Job 1:
In the records, rewrite the lines starting with the line that contains "[trace] vase with flowers" and going on through the end of the records, swapping "even-odd" for "nonzero" and changing nothing else. Return only those lines.

- - - - - - -

Louise Moyes has a rare ability to connect with perfect strangers and she does so frequently on her journeys to St. John’s from Montreal, taking in the scenery and the people along Newfoundland’s isolated south coast via the Lower North Shore of Quebec and into Labrador, and turns those conversations along the way into pieces of art for the stage.
Her show, Taking in Strangers, Quebec & Newfoundland Stories, gives us a peek into remote regions of Canada few of us would ever get a chance to see and is based on interviews with residents of those towns en route to her native home in Newfoundland. Told through a series of monologues, linked with maps and photos, the resulting performance touches on sociopolitical and environmental issues related to “rural development, homelessness, mental health”, and “everything from quitting smoking and how to have fun in an ice storm, to the tragedy of losing one’s child”.
She preserves a piece of east-coast regional culture and presents it to the world, dialects, accents, language, tone and mannerisms intact. It is more than a spoken-word, one-woman show; it is oral history and a reflection on Canadian identity with dashes of people’s lives. “Taking in Strangers is an early docu-dance,” a Moyes-pioneered, documentary-style performance art series presented through storytelling and movement.
“It is mostly monologues from the interviews – I play over 20 people. But there is a lot of movement in the pieces. I would say it is a mix of contemporary improvisation and mime in this show”.
One very intriguing character, who Moyes captures in Taking in Strangers is famous for her sharp, accented tongue, wise-cracks, rapidly changing personality, her fur-coats and high heels, and for standing on street corners taking in strangers herself. She was a transient known as Marilyn or Trixie or various other names, but mainly Marilyn. Moyes saw her often – she would just “pop up” – she began to wonder if they were living parallel lives, being in cities at the same time, on the same streets. In her short story that she includes in Taking In Strangers, she writes, “I’m heading for the corner of St. Laurent and Ste Catherine, and who’s out there with her garbage bags…?” Marilyn would usually be asking, “Have ya got a quarter?” – her panhandler’s catchphrase.
This story gets autobiographical and personal when Moyes realizes they both even sported similar “platinum” hair for a while, except Marilyn “rarely had a “roots” problem. When I asked her who Marilyn was and what her relationship is to the show, Moyes says, “Marilyn was a wonderful, majestic “bag lady” here in St. John’s, for lack of a better word. She died last year (she means 2013) and is sorely missed.”
Their paths crossed so often that they developed a connection. “We had a friendship for over 15 years on the road from St, John’s to Montreal. She appears in the show in stories I tell, and in photos.”
The duality of this character/real person is interesting, Moyes says “Sometimes I feel as if she’s a guardian,” despite the suggestion that Marilyn/Trixie would pull tricks from street corners, exchanging sexual pleasure for a ride from one town to another. She is foul-mouthed and rude but switches back to being friendly and nice at the drop of a dime. She was homeless, drifting on the road, but apparently had a home in St. John’s. She was isolated but also had many friends in strangers in many places. And although, she had financial struggles, she always dressed to the hilt; the glamorous “bag lady”.

- - - - - - -

Job 2:
From the article on Louise Moyes, copy word for word the passage starting with "Louise Moyes has" and going on through "for the stage.".

Provided entries:
- - - - - - -

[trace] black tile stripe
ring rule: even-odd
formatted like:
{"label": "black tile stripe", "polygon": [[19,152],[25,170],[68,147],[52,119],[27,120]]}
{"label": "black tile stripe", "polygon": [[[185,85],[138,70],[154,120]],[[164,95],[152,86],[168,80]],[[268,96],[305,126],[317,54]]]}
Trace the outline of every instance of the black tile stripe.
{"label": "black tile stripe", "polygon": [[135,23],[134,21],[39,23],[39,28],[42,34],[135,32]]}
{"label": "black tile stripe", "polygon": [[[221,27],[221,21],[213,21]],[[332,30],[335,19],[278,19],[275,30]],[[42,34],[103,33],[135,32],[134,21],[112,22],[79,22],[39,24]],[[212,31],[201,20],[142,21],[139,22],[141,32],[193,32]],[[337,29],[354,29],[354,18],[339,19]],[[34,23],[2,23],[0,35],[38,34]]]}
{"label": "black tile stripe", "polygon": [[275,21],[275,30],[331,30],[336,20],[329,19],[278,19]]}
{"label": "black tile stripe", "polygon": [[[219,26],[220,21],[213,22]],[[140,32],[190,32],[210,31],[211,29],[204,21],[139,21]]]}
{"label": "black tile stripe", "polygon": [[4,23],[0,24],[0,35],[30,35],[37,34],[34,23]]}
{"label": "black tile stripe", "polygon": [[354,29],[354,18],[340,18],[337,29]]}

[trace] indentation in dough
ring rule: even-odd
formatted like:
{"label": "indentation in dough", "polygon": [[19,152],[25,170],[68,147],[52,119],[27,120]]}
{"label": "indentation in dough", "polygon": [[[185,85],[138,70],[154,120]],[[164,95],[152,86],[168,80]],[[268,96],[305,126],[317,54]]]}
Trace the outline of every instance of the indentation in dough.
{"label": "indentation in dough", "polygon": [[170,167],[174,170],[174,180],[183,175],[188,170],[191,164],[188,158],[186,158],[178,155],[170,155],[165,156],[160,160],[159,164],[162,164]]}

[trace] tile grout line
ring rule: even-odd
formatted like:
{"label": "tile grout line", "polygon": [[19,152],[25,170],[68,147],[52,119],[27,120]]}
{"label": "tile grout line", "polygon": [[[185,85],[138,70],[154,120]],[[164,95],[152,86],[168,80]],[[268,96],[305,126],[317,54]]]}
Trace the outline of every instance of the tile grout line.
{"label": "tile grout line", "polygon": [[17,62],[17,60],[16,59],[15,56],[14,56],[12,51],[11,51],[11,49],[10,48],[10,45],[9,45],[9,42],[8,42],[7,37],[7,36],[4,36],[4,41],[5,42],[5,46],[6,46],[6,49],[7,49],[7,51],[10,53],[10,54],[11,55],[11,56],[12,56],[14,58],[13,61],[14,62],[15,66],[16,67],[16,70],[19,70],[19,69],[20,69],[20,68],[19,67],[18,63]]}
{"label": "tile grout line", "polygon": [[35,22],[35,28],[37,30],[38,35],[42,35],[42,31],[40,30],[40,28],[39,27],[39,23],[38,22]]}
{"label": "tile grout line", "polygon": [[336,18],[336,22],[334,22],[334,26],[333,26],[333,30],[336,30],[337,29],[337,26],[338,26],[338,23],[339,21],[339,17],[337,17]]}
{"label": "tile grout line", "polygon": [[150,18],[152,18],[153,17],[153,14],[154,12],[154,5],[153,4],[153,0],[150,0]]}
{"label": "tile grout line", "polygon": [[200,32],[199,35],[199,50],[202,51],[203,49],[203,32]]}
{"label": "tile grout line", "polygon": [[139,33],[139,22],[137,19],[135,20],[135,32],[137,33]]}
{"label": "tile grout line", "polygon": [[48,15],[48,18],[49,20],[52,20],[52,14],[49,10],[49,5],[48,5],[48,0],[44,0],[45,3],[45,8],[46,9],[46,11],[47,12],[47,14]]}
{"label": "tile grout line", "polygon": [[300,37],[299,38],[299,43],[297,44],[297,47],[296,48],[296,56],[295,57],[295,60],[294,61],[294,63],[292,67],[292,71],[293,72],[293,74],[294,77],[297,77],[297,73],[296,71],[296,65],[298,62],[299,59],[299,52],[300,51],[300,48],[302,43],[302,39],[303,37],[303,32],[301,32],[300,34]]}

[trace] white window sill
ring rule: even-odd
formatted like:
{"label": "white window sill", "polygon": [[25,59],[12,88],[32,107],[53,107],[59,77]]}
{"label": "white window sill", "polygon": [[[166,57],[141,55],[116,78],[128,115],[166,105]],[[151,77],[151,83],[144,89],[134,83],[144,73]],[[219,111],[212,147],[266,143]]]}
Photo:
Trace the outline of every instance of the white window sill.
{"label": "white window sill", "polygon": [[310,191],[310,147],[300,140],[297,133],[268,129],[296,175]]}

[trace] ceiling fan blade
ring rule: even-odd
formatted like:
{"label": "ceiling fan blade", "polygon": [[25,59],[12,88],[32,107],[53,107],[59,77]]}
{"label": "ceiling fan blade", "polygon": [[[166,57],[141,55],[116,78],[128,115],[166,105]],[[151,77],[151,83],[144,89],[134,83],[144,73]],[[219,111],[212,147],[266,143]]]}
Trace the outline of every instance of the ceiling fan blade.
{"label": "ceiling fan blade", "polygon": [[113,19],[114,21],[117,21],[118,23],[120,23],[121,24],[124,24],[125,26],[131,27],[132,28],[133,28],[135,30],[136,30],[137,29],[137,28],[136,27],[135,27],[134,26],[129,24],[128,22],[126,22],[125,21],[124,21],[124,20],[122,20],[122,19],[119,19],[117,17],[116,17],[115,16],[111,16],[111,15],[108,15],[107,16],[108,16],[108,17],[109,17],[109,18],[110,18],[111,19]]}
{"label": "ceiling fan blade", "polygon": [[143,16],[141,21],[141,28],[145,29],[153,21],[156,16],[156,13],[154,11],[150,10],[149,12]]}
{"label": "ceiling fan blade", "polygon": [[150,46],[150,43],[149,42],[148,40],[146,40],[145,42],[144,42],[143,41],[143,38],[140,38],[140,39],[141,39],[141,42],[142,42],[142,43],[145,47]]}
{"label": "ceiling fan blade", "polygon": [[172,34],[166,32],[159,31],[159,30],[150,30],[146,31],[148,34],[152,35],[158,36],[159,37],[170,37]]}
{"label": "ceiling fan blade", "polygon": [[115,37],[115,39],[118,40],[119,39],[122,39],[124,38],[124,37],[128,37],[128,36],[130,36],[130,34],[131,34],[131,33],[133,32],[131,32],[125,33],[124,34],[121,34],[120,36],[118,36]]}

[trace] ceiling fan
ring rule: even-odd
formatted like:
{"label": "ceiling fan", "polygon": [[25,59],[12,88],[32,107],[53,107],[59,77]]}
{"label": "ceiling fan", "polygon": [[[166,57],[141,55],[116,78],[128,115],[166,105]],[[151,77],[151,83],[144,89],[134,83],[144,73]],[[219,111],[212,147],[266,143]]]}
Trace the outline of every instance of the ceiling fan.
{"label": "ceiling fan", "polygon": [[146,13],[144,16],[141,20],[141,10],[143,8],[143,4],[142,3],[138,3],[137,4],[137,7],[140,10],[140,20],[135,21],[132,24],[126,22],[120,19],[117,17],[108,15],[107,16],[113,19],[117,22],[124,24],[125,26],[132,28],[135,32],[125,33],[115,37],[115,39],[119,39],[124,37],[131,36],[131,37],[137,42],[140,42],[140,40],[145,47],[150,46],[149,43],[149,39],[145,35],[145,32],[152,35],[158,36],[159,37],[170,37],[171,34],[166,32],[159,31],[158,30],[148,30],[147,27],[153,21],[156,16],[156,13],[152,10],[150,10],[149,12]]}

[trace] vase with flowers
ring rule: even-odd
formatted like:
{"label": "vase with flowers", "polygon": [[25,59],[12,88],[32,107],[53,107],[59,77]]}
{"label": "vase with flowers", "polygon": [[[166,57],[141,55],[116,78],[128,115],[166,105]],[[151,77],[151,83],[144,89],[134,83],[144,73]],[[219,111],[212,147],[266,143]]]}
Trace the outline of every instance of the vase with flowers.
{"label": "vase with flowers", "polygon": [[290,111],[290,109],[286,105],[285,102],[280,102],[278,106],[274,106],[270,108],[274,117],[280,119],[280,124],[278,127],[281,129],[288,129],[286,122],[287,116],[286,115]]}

- - - - - - -

Written response 1:
[trace] vase with flowers
ring rule: nonzero
formatted like:
{"label": "vase with flowers", "polygon": [[25,59],[12,88],[32,107],[53,107],[59,77]]}
{"label": "vase with flowers", "polygon": [[[166,57],[141,55],[116,78],[128,115],[166,105]],[[151,77],[151,83],[144,89],[134,83],[144,73]],[[219,111],[212,147],[266,143]]]}
Trace the outline of every instance of the vase with flowers.
{"label": "vase with flowers", "polygon": [[290,111],[290,109],[286,105],[285,102],[280,102],[278,106],[274,106],[270,108],[274,117],[280,119],[280,124],[278,127],[281,129],[288,129],[286,122],[287,116],[286,115]]}

Written response 2:
Louise Moyes has a rare ability to connect with perfect strangers and she does so frequently on her journeys to St. John’s from Montreal, taking in the scenery and the people along Newfoundland’s isolated south coast via the Lower North Shore of Quebec and into Labrador, and turns those conversations along the way into pieces of art for the stage.